>>>

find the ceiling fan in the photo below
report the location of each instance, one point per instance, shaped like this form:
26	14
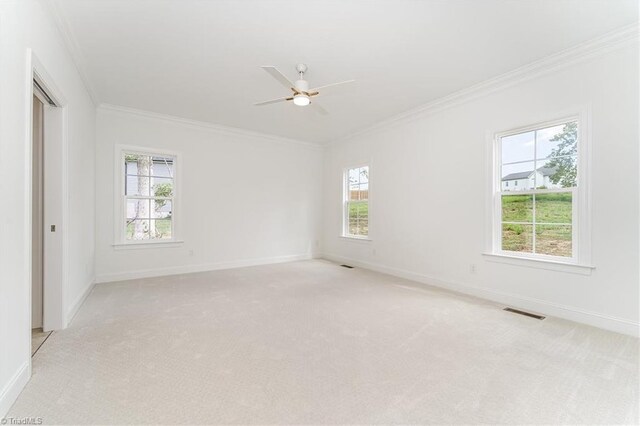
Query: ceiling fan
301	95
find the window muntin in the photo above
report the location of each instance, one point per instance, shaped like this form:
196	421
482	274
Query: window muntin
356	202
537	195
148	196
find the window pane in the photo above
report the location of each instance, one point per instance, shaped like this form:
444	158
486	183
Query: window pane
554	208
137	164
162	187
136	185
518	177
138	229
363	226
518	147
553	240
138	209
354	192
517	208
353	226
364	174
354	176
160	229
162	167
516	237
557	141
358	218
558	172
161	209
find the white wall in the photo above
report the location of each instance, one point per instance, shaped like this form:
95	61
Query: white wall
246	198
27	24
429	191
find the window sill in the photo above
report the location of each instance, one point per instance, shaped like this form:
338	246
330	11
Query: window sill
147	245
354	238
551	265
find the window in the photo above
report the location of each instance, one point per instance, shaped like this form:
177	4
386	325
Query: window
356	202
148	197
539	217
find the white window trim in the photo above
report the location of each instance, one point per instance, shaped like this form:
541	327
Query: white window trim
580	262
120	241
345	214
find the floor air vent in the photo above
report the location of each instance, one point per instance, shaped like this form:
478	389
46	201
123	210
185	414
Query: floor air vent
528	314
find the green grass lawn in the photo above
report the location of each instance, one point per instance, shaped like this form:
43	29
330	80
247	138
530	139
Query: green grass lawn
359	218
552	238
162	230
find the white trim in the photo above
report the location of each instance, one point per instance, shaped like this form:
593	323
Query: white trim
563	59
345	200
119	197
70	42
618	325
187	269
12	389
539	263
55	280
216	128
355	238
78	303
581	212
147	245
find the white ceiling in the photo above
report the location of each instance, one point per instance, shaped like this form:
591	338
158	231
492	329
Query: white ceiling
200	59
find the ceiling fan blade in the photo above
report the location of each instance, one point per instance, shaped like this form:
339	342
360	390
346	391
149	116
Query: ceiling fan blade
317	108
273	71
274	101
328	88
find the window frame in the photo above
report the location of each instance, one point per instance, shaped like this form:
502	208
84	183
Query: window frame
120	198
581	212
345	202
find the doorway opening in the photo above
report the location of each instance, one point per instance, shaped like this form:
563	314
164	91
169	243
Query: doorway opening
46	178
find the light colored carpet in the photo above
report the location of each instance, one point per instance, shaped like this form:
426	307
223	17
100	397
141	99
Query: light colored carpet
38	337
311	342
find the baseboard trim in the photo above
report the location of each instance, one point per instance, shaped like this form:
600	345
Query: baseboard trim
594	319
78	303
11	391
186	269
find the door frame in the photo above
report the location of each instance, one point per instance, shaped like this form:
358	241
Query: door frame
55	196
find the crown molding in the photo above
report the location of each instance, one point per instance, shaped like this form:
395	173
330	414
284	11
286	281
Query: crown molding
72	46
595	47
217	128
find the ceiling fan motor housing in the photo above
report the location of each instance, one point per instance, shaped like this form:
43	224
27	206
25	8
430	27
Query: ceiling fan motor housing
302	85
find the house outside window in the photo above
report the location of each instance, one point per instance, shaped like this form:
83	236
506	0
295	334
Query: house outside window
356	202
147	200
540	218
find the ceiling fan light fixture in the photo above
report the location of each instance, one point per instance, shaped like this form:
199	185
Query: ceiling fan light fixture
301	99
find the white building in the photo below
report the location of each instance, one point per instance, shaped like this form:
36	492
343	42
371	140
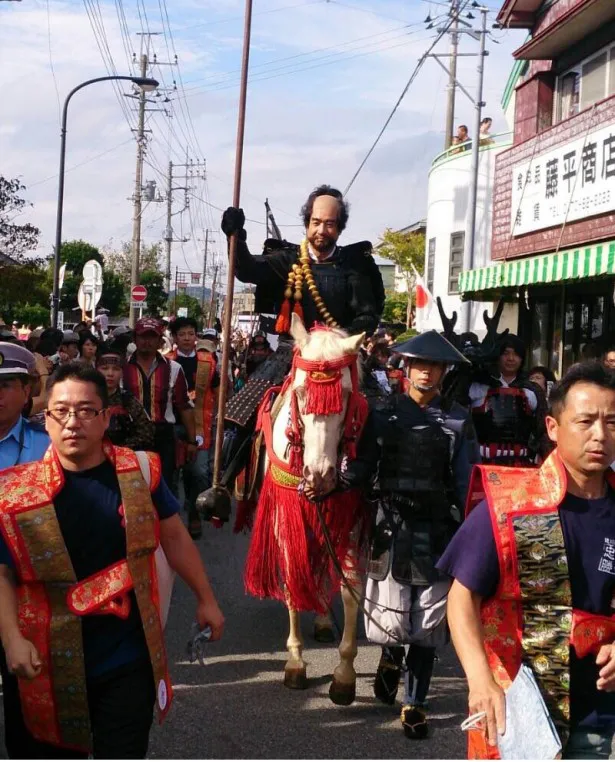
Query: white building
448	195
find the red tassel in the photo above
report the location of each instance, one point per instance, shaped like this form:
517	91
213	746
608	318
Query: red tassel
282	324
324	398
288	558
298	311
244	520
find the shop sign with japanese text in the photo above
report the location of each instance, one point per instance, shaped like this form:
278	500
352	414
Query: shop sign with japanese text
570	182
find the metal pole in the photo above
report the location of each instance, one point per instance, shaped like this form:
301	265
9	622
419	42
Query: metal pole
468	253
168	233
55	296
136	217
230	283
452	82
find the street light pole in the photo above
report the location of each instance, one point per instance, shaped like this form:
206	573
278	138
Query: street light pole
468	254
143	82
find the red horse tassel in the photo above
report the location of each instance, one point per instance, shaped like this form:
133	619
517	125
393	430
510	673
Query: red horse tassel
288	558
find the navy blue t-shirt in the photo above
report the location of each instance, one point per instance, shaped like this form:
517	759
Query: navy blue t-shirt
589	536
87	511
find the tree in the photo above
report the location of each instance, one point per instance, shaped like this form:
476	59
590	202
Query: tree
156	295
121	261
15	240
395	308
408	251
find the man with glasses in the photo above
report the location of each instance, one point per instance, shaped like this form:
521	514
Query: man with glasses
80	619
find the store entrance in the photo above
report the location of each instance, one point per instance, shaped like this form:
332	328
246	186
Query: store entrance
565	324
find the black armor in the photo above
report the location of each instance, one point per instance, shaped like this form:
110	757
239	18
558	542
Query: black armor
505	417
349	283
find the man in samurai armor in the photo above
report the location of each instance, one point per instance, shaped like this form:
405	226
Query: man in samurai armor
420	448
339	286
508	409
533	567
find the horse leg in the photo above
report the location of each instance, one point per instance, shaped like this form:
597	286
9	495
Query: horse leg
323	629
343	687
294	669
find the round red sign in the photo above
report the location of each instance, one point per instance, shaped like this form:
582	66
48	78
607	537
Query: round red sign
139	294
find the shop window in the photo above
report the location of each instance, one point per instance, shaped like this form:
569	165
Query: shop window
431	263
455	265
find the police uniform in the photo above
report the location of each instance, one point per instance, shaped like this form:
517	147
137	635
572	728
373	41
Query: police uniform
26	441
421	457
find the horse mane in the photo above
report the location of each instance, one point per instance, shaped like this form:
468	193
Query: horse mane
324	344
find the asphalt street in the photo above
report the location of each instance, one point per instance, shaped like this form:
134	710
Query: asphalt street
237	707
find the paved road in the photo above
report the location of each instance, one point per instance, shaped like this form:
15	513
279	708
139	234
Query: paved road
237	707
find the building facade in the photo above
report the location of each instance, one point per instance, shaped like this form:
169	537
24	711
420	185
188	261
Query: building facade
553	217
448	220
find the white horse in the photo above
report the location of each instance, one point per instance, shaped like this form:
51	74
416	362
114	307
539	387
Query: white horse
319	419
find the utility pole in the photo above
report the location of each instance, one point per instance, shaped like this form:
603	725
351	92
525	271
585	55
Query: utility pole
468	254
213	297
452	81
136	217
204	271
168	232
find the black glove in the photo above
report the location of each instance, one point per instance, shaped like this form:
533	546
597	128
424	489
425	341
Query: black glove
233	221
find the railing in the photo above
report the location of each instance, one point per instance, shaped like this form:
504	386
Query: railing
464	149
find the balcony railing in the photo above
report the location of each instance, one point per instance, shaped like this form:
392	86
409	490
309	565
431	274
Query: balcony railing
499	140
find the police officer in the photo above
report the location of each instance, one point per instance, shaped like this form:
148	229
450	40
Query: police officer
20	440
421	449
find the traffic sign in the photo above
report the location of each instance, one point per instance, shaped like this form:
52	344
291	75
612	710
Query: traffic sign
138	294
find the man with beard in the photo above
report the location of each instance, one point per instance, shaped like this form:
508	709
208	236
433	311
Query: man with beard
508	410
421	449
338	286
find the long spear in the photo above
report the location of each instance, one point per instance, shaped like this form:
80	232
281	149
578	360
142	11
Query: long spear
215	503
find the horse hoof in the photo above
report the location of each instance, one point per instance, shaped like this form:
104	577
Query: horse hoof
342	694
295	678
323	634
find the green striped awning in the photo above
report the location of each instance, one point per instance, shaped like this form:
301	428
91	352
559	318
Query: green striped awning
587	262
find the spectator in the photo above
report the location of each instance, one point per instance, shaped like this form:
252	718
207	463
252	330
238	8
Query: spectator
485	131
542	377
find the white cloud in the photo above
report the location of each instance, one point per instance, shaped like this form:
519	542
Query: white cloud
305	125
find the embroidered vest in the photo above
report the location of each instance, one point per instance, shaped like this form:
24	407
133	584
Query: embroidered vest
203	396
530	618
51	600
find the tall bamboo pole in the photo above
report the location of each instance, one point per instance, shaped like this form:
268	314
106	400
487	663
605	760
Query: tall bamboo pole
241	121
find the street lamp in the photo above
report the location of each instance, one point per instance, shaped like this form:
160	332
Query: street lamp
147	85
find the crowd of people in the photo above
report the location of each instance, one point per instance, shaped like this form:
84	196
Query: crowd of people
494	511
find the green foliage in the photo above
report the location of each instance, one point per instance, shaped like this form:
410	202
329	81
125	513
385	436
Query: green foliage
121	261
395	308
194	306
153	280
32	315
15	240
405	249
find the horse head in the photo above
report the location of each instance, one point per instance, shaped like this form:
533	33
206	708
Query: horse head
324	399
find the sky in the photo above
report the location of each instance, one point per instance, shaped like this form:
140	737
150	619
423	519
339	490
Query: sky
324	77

<<<
>>>

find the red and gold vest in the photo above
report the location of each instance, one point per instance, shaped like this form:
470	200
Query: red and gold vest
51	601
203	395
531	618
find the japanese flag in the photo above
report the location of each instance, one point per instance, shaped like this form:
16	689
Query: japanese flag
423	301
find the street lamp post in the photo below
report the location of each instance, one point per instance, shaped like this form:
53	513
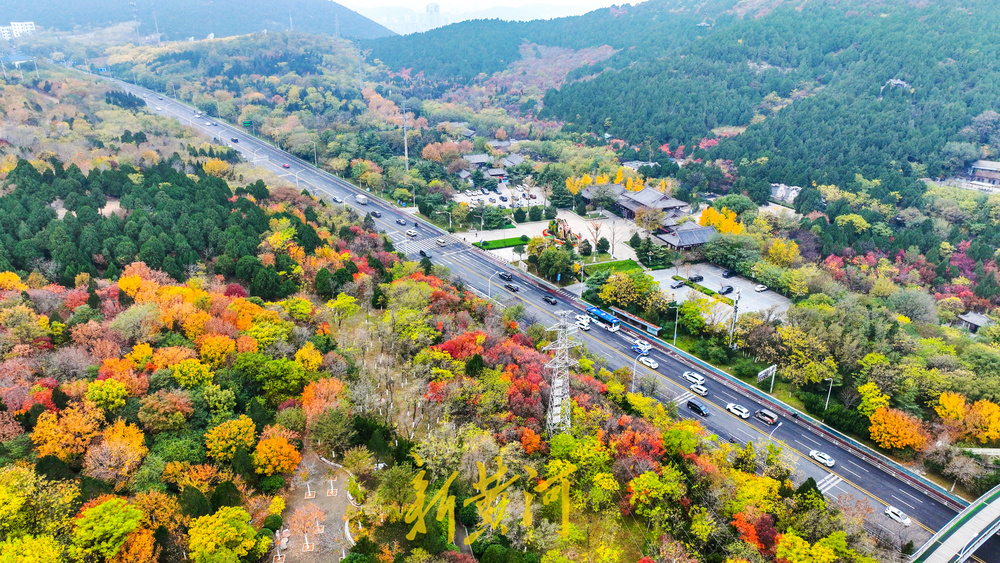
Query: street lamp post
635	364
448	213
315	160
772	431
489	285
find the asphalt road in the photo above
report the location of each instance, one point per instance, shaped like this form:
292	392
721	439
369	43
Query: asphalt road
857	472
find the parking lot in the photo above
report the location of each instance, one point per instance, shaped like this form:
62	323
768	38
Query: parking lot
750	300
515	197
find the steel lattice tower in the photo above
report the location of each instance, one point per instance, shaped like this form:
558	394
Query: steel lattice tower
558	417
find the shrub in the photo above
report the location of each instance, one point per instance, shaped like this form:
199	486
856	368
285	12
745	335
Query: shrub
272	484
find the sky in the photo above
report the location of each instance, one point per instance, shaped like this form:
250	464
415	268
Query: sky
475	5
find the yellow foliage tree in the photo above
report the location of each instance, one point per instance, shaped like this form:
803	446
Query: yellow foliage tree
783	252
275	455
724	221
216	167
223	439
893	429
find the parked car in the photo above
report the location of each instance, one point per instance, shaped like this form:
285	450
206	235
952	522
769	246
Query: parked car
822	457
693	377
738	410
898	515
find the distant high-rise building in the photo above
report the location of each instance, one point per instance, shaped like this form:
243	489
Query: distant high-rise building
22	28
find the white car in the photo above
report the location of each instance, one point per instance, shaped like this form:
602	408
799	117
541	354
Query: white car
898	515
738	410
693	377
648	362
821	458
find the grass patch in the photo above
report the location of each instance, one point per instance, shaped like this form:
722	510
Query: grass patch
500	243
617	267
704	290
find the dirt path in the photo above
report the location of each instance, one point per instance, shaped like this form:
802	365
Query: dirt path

<<<

● **What to do**
Please count the lines in the material above that contain the string "samurai", with case counting, and give only that number.

● **Answer to the problem**
2